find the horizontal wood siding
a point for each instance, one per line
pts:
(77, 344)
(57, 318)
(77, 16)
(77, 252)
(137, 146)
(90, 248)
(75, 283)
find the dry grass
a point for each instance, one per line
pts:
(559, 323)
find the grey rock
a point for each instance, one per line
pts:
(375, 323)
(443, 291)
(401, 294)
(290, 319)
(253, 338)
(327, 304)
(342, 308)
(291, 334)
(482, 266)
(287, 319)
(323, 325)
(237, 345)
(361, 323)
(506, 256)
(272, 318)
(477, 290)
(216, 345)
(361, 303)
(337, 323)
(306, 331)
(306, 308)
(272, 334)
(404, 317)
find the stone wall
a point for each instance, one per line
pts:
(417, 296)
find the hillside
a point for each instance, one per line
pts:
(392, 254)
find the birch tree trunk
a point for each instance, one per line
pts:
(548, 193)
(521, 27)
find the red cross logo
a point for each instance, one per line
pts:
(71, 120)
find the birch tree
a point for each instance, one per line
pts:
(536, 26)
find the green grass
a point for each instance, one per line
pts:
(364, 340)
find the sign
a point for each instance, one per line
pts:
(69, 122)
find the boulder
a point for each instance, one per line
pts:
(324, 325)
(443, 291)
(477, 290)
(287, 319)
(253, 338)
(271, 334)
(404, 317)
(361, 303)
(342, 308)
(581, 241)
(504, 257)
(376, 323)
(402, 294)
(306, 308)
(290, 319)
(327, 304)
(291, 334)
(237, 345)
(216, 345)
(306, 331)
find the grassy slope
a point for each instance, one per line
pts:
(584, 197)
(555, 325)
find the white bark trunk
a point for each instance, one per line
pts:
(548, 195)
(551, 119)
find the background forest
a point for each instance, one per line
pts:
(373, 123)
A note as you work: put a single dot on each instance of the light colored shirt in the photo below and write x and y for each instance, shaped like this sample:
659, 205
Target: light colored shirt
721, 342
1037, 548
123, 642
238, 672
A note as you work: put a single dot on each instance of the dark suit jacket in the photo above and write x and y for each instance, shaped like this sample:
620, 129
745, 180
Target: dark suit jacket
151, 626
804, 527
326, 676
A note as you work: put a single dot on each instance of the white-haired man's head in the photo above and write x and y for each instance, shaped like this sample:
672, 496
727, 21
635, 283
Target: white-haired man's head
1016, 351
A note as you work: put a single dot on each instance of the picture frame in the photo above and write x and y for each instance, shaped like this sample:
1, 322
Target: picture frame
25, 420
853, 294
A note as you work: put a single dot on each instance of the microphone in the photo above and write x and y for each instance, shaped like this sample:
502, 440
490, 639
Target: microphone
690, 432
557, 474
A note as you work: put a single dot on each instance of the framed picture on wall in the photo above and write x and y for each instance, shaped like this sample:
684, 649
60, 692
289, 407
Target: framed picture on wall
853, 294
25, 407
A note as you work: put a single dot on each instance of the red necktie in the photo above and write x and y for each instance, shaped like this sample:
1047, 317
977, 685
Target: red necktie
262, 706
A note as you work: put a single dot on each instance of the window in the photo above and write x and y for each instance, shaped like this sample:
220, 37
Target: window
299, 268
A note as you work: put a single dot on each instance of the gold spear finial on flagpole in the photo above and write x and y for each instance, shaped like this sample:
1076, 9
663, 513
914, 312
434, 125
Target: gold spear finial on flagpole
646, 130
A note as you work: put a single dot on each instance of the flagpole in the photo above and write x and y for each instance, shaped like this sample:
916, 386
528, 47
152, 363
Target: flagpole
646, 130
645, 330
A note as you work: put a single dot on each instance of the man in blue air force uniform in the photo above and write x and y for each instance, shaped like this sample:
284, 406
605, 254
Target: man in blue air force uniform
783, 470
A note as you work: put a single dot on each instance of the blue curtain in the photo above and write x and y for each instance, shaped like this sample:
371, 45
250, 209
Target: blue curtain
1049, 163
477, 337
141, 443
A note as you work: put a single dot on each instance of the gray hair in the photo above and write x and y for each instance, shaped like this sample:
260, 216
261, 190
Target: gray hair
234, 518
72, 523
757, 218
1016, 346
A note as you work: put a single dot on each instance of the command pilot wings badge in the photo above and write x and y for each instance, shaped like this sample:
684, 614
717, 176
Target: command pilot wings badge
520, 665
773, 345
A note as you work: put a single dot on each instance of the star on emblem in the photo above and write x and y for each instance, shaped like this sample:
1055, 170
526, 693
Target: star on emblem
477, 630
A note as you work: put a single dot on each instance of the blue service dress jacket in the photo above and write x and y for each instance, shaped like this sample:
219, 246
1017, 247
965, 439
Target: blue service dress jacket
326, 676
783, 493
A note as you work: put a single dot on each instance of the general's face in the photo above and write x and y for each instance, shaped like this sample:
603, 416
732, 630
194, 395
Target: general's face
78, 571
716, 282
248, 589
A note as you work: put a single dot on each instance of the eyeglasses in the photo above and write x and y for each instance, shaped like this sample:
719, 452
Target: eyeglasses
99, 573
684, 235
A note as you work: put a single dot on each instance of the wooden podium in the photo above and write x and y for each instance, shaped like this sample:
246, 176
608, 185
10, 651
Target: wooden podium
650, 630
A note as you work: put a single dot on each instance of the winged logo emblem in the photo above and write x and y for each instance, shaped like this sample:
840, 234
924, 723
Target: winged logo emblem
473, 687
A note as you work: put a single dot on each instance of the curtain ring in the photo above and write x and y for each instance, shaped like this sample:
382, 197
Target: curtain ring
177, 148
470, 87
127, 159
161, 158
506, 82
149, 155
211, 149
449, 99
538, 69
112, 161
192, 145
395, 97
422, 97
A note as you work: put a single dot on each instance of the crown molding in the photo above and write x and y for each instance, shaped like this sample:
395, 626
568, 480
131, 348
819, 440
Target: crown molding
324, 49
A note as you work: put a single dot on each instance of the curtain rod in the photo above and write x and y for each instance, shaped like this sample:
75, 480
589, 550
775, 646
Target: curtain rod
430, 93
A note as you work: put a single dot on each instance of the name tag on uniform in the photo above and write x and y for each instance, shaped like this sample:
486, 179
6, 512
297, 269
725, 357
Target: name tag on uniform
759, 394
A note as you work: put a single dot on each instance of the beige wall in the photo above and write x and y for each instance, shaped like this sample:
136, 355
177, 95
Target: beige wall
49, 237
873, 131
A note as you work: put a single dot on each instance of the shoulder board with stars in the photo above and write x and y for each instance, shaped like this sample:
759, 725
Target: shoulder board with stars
════════════════════
### PROBLEM
Could you restate word for word the lines above, from the one that contains "find the green grass" through the one that contains "find the grassy slope", and no others?

### PROBLEM SOLUTION
find the green grass
a point for each instance, one per line
pts:
(364, 340)
find the sign
a point for each instance, one per line
pts:
(69, 122)
find the boulder
a point for each instance, one per line
pts:
(324, 325)
(443, 291)
(477, 290)
(287, 319)
(253, 338)
(271, 334)
(404, 317)
(361, 303)
(342, 308)
(581, 241)
(504, 257)
(376, 323)
(402, 294)
(306, 308)
(290, 319)
(327, 304)
(291, 334)
(237, 345)
(216, 345)
(306, 331)
find the grassy slope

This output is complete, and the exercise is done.